Posted by Jonathan Batuello on November 7th, 2013

With the basketball season set to tip off for some Big Ten teams tomorrow, the five of us at the Big Ten microsite took a poll to see how the 12 teams will finish this upcoming season. If you missed it, yesterday we previewed teams #12 to #9, and today we look at the teams we believe to be in the middle tier. These teams have a chance to finish higher if their freshmen play well and returnees develop, but these same question marks mean they could easily tumble lower too. Be sure to come back tomorrow to see the four teams we picked to land at the top of the conference. And feel free to debate, argue and discuss how much or how little we know what we’re talking about.

8. Illinois

John Groce

John Groce Starts His Second Season With Numerous Questions

  • What they do well: Let’s be honest, there are a lot of question marks with this team thanks to only five returnees. In Groce’s first season as head coach, though, the team took good care of the ball, averaging a turnover on only 14.7 percent of possessions. The new guards will need to continue this trend as Illinois was 25th in the country last year in this statistic.
  • What they don’t do well: Sharing the ball was a struggle for Illinois. It only averaged 10.1 assists per game last season, ranking 319th in the NCAA.

§ §

Your goal:
Summarize the Big Ten basketball preview in two sentences. The collected data has nothing to do with the basketball preview.

(Collected data entries)
§ §

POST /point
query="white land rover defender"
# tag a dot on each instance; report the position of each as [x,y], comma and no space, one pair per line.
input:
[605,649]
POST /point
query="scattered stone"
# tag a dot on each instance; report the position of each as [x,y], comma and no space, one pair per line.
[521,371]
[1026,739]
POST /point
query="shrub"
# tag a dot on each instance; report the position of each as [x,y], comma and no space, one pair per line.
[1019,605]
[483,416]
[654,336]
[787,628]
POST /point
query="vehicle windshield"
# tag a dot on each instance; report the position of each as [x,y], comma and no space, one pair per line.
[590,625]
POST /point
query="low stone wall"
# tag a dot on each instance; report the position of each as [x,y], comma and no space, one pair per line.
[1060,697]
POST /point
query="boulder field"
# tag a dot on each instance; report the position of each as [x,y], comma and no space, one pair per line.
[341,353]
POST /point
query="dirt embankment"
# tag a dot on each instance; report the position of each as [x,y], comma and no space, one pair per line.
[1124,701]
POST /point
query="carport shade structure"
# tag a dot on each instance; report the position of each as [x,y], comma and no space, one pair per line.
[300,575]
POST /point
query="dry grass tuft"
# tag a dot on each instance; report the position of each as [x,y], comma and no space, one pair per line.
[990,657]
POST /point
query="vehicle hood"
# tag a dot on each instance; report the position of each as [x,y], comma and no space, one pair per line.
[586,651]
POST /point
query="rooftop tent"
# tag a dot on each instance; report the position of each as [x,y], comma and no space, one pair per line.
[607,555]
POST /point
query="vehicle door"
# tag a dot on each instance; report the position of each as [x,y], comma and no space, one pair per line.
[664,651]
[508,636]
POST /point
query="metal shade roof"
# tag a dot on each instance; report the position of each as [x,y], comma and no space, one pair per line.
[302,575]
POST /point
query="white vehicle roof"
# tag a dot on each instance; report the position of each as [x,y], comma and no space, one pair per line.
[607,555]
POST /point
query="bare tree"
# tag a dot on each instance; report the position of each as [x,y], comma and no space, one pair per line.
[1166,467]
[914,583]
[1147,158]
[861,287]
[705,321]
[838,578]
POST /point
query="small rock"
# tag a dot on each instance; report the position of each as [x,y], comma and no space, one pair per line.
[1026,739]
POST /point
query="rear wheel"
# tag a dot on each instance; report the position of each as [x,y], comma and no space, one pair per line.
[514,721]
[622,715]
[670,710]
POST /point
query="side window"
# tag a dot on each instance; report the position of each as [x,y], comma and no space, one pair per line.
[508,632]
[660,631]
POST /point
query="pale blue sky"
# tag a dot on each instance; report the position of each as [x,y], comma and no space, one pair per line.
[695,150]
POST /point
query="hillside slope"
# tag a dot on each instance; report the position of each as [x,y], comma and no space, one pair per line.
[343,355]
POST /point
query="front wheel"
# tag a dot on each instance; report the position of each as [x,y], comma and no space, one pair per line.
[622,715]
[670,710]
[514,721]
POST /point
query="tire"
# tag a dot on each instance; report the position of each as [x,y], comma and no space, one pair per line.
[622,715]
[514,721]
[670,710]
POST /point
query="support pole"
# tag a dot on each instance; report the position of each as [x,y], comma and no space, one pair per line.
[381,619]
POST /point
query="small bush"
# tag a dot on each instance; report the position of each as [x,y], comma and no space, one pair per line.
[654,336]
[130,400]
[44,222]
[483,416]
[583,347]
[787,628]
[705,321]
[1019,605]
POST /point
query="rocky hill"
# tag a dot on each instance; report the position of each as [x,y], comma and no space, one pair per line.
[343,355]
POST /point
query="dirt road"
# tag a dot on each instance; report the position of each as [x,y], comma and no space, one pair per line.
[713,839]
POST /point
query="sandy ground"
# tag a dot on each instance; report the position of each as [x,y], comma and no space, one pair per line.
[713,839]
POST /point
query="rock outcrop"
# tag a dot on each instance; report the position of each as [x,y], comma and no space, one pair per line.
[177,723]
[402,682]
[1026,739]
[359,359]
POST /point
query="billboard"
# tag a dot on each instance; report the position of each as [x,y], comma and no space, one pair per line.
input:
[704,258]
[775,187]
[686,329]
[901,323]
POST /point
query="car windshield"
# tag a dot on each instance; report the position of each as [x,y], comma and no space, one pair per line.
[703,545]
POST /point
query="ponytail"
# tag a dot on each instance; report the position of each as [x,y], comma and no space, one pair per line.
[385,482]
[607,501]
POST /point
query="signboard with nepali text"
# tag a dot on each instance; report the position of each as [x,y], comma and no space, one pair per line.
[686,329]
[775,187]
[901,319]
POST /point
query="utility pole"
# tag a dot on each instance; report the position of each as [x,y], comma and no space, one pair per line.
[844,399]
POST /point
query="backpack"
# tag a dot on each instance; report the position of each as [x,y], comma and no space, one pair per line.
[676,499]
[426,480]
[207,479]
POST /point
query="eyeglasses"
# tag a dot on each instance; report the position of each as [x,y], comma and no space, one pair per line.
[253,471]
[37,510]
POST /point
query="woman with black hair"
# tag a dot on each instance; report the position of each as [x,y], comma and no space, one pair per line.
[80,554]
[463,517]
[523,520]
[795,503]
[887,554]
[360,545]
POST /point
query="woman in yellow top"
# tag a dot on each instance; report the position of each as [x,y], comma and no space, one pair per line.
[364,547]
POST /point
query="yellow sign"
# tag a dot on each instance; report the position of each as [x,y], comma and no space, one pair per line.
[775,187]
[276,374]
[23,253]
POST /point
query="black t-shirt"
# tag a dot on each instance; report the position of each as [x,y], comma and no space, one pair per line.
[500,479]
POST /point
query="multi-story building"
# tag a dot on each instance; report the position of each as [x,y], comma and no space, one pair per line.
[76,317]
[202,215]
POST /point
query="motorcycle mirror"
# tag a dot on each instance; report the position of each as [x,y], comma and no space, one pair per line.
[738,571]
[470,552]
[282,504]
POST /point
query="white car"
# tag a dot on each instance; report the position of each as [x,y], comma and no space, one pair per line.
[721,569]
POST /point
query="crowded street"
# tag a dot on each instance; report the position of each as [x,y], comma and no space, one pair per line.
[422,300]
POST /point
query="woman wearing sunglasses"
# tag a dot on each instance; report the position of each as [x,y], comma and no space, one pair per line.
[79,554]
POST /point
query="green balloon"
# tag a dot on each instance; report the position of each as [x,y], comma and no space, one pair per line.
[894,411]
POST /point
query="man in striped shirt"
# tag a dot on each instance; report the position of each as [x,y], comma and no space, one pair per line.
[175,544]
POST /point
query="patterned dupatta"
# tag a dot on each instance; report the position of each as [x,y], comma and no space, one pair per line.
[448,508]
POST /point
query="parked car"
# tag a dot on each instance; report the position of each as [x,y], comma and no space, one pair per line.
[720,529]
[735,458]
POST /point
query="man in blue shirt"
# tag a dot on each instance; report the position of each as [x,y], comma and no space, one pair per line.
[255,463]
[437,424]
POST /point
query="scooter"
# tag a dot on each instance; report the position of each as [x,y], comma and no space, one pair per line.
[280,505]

§ §

Expected output:
Five writers at the Big Ten microsite polled how the 12 teams will finish, and this installment covers the middle tier: teams that could rise or fall depending on how their freshmen and returnees perform. Illinois, ranked eighth, has only five returnees and struggled to share the ball, ranking 319th in the NCAA in assists, but in John Groce's first season it turned the ball over on only 14.7 percent of possessions.